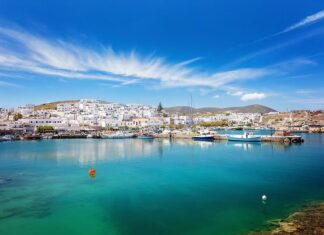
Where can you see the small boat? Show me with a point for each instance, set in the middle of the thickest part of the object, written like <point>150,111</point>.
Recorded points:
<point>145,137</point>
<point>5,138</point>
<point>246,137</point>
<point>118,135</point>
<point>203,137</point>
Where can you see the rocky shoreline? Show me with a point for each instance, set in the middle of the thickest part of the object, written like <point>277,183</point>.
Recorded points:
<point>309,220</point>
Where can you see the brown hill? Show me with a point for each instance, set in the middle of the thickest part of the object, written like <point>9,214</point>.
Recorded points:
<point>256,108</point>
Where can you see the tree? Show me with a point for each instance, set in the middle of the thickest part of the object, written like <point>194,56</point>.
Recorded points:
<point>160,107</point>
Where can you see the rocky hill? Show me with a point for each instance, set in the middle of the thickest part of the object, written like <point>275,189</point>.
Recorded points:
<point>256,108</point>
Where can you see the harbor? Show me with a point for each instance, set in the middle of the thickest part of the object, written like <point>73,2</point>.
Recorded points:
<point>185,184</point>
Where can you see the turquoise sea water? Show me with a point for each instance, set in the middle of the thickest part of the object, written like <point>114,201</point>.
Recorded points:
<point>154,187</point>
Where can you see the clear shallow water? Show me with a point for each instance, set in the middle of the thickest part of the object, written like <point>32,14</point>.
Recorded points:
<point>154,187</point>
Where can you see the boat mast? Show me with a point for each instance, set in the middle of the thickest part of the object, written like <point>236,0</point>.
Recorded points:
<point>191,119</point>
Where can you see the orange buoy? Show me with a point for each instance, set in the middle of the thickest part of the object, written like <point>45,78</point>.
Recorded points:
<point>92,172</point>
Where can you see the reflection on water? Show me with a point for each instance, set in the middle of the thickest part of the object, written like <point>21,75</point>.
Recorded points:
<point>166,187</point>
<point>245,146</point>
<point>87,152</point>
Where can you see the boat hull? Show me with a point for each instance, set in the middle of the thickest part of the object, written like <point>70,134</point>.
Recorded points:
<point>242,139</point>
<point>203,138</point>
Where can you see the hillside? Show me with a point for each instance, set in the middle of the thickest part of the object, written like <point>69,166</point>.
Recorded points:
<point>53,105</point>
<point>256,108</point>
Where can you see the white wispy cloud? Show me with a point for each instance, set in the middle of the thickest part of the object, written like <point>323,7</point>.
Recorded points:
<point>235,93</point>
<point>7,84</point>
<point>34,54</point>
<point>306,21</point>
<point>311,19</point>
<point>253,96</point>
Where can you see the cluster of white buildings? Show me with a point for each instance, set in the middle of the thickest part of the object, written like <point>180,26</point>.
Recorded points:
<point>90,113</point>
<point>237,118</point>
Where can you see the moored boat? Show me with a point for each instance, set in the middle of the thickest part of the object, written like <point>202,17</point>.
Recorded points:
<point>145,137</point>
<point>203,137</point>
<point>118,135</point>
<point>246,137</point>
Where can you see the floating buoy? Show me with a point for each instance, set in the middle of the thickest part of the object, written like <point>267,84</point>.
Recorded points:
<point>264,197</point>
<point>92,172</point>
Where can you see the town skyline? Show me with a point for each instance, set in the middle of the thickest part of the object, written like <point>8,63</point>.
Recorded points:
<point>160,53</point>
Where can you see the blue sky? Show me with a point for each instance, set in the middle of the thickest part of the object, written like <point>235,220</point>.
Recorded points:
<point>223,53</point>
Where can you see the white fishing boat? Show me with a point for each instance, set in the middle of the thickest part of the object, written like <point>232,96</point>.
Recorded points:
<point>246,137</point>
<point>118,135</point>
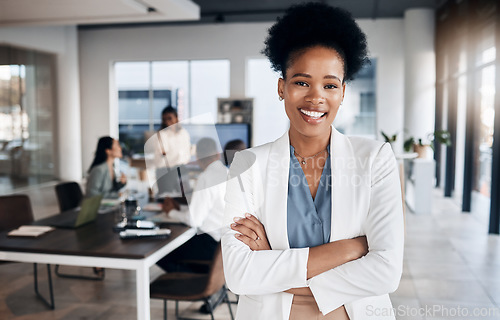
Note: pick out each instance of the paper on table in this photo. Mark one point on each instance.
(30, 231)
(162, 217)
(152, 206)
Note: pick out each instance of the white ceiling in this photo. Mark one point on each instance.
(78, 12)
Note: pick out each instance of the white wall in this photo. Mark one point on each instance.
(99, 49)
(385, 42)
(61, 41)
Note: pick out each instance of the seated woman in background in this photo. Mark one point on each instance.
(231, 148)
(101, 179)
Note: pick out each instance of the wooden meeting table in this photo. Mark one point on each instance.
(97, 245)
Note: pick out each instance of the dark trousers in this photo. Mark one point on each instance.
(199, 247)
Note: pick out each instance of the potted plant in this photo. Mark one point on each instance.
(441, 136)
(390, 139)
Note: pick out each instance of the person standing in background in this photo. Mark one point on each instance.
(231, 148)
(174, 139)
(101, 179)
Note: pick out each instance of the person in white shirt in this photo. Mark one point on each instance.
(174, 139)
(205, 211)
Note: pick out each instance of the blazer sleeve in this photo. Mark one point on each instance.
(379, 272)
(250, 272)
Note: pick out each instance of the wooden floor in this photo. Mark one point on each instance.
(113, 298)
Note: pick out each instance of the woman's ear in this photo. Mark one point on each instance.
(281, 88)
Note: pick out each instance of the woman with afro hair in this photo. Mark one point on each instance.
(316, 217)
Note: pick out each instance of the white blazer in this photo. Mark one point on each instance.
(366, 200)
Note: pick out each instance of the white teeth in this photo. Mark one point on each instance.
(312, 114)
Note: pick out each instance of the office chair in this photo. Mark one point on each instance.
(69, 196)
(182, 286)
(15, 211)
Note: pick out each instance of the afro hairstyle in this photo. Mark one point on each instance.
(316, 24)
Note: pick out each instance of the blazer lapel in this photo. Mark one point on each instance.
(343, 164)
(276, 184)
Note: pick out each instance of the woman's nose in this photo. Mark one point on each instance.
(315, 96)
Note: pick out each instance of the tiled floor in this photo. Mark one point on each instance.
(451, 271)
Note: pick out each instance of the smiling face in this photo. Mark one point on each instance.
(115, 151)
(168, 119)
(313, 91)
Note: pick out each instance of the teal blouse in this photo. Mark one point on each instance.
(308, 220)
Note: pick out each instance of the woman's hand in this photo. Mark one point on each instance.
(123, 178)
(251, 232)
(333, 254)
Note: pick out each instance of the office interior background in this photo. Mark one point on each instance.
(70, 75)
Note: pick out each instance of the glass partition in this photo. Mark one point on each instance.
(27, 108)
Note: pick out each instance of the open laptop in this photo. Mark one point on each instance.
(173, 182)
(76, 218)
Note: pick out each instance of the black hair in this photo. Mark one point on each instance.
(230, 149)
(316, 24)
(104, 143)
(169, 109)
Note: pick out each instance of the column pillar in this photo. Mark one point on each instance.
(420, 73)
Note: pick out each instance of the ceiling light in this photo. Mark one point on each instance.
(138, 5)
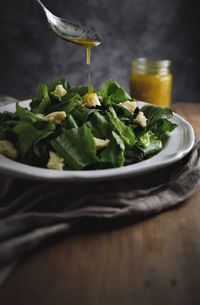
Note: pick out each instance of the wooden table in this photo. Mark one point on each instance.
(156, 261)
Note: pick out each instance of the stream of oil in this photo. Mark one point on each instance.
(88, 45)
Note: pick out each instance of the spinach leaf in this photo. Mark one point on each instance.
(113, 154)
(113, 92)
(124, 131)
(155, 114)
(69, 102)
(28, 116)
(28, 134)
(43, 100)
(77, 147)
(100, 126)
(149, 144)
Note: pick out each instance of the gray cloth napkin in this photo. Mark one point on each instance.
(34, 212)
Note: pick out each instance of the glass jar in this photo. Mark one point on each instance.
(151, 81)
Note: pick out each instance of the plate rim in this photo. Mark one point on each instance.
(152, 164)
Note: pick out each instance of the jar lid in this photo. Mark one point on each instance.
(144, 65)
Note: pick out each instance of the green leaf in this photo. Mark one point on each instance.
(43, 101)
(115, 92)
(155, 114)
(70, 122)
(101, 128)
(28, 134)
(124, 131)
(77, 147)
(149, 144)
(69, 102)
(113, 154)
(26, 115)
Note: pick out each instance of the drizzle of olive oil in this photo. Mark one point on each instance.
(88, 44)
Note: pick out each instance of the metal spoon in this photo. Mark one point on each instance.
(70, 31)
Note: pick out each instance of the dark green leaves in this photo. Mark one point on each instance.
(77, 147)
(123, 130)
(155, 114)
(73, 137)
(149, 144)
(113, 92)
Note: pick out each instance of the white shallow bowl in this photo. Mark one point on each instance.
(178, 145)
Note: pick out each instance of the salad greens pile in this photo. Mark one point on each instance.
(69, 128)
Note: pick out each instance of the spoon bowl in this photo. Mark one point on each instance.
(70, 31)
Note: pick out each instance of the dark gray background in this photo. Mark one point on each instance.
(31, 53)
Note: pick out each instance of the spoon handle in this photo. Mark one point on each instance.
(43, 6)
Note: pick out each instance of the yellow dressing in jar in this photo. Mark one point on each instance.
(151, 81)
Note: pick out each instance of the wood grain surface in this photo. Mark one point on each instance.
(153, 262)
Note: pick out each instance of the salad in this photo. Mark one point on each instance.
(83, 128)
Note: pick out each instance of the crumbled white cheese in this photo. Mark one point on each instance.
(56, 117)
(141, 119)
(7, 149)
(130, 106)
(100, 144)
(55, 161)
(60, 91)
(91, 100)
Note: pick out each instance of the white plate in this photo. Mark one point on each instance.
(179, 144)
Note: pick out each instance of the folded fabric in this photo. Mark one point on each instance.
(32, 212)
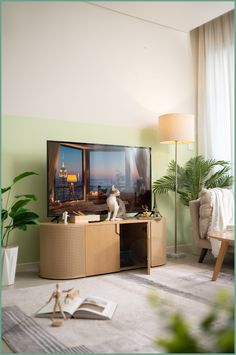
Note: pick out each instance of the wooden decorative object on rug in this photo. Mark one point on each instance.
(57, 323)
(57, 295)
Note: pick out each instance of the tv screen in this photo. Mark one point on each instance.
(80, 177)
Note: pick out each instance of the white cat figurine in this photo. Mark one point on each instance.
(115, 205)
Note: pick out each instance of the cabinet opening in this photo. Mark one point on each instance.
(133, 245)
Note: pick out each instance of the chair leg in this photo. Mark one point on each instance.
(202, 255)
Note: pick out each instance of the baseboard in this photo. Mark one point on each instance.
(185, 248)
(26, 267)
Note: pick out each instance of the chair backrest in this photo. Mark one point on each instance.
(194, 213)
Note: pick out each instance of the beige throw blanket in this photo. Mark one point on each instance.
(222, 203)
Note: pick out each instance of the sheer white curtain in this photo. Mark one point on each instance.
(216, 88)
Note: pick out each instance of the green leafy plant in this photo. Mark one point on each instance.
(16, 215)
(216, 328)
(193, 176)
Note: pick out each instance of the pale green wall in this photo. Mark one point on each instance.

• • • • •

**Exercise brief:** Within the data above, pick out all lines holding the word "buoy".

**Output of the exercise:**
Where can you see the orange buoy? Show me with a point for each instance, set in the middle of the thickest part of the object, written like <point>45,78</point>.
Where can you see the floating buoy? Show me with a point for each instance, set in the middle of the thickest part of the object, written like <point>267,84</point>.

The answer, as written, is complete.